Task input:

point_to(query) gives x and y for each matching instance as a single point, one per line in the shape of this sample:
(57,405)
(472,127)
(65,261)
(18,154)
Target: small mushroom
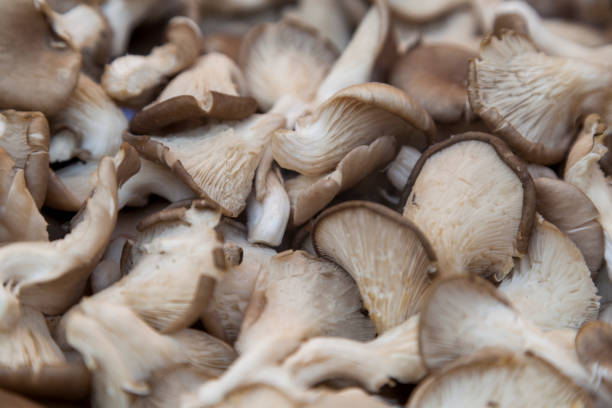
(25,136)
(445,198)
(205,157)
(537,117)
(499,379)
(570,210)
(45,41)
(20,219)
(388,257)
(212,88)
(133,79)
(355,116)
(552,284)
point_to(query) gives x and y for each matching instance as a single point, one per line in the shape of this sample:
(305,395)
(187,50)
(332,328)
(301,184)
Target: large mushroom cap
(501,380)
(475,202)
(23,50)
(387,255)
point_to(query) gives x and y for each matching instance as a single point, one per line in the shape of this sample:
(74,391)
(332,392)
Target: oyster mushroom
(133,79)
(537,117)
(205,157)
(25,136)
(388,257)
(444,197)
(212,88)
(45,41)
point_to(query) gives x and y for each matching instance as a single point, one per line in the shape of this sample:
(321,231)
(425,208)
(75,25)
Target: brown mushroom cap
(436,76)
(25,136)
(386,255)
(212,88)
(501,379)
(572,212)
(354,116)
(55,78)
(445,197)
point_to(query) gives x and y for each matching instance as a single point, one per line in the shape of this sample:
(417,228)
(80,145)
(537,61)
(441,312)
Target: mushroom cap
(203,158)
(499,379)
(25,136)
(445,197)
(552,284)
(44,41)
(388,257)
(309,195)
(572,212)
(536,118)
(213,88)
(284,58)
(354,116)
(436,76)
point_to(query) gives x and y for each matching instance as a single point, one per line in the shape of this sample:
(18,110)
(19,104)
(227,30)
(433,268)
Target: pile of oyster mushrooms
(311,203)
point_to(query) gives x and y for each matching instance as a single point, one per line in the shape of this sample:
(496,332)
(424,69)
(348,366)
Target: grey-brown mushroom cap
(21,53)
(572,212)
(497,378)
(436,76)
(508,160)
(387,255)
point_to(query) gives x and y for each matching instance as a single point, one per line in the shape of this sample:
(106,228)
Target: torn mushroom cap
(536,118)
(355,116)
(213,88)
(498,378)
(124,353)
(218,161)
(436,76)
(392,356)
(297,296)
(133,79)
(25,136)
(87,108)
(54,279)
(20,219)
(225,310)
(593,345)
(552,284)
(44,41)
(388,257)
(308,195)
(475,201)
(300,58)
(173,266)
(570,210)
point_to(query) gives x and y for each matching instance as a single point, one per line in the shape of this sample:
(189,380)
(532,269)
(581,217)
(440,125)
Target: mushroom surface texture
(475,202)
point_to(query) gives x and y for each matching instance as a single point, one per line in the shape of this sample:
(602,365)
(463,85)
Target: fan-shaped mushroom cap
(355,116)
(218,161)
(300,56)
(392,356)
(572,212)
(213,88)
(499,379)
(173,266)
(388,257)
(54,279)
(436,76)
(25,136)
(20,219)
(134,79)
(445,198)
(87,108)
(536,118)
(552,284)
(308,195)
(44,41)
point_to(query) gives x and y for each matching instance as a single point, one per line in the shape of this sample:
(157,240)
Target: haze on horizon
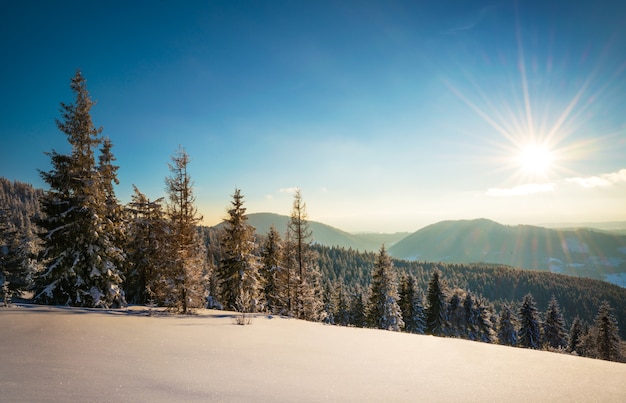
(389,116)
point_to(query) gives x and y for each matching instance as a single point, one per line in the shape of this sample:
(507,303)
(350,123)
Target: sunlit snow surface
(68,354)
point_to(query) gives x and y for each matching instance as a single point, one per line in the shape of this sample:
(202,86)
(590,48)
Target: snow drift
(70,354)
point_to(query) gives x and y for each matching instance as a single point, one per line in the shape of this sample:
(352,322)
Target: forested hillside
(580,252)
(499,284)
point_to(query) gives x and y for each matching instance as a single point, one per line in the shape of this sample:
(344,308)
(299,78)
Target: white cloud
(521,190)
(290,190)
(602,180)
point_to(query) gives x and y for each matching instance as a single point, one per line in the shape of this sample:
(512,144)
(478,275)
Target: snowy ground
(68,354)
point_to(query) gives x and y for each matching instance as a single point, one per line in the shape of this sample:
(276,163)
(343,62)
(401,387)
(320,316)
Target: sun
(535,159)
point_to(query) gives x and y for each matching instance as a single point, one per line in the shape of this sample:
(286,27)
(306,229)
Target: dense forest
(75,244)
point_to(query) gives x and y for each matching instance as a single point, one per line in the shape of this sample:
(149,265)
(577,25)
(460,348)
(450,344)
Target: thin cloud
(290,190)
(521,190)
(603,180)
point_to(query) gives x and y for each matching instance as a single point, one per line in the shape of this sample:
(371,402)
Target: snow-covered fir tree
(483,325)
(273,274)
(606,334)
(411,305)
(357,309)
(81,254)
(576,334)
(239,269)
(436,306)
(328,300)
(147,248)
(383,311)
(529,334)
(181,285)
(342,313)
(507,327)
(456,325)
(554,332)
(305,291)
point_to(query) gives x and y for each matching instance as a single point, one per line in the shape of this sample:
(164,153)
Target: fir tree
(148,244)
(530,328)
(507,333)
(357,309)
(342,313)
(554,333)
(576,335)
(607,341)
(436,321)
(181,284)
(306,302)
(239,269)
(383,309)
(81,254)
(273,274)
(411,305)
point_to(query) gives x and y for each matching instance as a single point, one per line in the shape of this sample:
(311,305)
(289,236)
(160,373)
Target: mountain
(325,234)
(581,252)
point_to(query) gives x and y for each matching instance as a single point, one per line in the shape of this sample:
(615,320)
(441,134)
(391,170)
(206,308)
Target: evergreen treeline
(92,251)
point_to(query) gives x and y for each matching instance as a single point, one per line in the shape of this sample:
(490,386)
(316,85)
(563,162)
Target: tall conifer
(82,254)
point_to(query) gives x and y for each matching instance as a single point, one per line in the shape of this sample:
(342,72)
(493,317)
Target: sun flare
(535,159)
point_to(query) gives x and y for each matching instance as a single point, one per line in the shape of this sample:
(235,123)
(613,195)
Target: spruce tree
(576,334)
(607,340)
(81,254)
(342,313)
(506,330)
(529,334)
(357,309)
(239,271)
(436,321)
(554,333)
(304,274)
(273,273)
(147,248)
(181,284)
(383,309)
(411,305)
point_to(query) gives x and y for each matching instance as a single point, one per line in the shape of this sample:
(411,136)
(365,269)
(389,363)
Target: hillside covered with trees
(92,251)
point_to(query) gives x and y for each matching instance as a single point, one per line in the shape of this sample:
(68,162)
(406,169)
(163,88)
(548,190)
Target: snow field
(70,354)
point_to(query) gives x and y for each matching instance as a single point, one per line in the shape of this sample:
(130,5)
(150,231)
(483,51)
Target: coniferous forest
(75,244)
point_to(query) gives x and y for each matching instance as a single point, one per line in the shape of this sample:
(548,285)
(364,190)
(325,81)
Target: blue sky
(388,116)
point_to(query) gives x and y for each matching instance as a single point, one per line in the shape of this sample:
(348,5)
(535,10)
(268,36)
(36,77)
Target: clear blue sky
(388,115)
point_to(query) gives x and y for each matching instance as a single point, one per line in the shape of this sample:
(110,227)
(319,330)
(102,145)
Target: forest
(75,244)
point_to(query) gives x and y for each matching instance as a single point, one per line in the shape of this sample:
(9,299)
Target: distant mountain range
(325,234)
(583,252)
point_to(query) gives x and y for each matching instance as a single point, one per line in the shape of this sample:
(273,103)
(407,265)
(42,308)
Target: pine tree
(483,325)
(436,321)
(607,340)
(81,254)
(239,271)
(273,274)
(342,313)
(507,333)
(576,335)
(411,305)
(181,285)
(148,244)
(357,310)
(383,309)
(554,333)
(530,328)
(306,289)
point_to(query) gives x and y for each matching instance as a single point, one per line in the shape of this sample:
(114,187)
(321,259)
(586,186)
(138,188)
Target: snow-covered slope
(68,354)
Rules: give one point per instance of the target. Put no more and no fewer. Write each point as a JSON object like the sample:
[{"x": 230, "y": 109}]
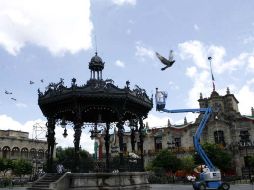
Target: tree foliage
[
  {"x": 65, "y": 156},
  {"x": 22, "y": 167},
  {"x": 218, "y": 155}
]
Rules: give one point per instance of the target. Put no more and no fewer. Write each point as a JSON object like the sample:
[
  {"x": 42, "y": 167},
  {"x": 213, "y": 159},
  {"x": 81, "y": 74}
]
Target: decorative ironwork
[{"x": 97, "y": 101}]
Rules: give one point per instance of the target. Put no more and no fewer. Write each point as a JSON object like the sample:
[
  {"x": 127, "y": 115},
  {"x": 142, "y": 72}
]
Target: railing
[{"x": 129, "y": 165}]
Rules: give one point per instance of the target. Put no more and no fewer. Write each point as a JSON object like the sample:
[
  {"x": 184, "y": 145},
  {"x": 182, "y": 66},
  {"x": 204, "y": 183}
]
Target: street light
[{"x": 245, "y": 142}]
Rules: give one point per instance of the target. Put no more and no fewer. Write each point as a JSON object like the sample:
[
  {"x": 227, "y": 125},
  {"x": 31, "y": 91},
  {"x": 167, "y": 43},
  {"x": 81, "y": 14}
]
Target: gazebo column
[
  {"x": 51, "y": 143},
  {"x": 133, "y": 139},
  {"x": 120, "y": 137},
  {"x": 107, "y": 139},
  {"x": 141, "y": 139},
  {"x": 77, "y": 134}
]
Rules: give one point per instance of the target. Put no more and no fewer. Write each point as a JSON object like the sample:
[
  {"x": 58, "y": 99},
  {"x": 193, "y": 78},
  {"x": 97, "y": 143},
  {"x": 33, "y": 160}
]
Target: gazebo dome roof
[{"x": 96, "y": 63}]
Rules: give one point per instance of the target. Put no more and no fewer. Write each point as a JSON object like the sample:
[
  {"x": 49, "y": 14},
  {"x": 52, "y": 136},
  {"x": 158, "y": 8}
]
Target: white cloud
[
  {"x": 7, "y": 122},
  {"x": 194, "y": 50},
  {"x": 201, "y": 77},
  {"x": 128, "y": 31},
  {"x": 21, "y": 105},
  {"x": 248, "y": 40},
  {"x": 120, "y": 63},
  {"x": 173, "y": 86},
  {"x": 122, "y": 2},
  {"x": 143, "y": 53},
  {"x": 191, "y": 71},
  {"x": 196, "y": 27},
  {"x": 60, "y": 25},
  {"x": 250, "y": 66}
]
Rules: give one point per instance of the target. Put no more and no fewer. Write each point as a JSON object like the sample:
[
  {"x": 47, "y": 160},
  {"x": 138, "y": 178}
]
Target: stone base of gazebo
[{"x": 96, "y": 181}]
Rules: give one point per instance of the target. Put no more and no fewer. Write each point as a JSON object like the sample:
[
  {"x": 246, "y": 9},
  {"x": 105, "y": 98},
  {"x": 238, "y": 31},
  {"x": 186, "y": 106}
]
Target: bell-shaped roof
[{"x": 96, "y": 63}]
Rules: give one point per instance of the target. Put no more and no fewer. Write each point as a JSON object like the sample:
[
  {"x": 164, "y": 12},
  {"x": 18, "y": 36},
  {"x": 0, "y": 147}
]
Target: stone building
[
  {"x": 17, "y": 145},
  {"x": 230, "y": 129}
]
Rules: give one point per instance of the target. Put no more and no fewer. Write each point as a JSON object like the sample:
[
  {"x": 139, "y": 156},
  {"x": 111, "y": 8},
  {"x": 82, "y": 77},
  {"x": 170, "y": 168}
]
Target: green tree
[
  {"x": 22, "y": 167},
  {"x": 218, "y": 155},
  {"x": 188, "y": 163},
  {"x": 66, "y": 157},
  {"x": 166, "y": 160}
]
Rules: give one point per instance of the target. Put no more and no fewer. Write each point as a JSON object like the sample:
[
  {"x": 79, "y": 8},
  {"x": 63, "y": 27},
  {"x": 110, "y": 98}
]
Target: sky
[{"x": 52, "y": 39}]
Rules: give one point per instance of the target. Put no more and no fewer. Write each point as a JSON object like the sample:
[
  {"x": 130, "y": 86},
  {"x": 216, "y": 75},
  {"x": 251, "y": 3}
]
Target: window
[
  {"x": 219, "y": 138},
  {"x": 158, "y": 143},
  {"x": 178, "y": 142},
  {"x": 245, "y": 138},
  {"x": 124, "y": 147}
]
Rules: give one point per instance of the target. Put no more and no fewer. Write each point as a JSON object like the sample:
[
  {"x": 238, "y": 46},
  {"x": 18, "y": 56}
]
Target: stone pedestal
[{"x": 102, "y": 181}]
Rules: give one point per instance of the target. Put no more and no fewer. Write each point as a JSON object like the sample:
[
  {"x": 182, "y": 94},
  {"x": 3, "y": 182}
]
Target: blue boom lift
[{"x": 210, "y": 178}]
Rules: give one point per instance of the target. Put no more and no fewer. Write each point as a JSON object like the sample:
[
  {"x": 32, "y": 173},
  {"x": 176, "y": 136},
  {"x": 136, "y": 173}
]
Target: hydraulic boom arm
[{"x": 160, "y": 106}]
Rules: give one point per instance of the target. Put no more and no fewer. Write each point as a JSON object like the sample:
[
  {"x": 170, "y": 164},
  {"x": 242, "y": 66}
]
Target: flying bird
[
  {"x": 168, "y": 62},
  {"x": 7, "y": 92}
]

To be done:
Pick out every line in the items above that contains the word "brown", and copy each of those lines.

Answer to this exercise:
Target: brown mushroom cap
Target: grey-brown mushroom cap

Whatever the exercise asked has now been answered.